> Data records

^^^^^^^^

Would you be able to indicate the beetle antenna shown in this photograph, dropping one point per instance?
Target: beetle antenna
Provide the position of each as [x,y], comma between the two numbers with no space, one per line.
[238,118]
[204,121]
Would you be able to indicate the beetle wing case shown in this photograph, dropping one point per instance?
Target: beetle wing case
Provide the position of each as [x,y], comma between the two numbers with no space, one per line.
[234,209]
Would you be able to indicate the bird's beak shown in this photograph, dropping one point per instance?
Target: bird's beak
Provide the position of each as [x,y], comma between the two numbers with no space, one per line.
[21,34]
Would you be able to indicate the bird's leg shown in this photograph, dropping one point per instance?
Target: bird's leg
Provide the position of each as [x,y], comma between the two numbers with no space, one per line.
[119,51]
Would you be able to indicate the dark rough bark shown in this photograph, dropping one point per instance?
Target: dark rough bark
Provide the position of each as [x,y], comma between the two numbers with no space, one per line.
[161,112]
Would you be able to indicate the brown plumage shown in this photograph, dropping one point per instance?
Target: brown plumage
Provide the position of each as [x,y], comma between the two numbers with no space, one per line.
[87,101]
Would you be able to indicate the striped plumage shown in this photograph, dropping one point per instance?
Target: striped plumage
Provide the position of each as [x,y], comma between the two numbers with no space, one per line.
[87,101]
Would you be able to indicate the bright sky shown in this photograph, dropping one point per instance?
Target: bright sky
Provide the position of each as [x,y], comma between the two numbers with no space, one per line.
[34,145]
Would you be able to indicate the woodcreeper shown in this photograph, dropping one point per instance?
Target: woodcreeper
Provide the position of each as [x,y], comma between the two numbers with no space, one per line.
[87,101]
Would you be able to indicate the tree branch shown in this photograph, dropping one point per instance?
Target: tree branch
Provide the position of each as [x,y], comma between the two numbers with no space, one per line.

^^^^^^^^

Reproduce all of the material above word for word.

> Correct response
Would you be able to indicate the beetle antenna shown in this photograph, dropping one point per instance?
Target: beetle antenna
Provide the position of each as [x,y], comma between the two numbers with no space, one per line.
[238,118]
[204,121]
Would you be able to indicate the beetle wing case shown in this photograph, dropping one point per instance?
Target: beetle wing case
Provide the position of each as [x,y], comma between the two numbers with no space, one per line.
[234,209]
Would you be able to indicate the bird's beak shown in this photograph, dropping one point per instance?
Target: bird's beak
Provide the position of each as [x,y], comma between the two numbers with no space, one per line.
[21,34]
Would you be able to indicate the bird's leg shown in this photograph, dropping one point per instance?
Target: bird's leg
Provide the position of each as [x,y], comma between the two numbers with no space, one per line.
[119,51]
Would you be able to indicate the dark rough bark shown in this photograph, dropping one point per instance?
Target: dark rough bark
Provide the position of each as [x,y], comma between the two numbers with no space, one per line.
[161,112]
Would you be able to indicate the brown plumage shown in this photograph, dropping one point per instance?
Target: brown plumage
Provide the position of each as [x,y], comma between the two numbers with no space, one per line.
[87,101]
Would you be able to indicate the striped plumage shown in this photograph, dropping one point per instance?
Target: striped plumage
Provide the position of each as [x,y], comma between the two numbers with no space, one per line.
[87,101]
Would you be able to indicate the bright sky shown in this photograph, dropping one point per instance?
Target: bright sky
Provide the position of each as [x,y], comma between the two numbers with no space, one per line.
[34,145]
Would you be able to indicate the woodcreeper shown in this photograph, dropping one point per instance?
Target: woodcreeper
Provide the position of each as [x,y], comma between the two numbers with no space, one per line.
[87,101]
Would you be able to indicate the tree branch shown in this photograph, dropping one point per instance?
Target: tree branch
Provide the position of each as [x,y], comma between the two numbers with no space, one per line.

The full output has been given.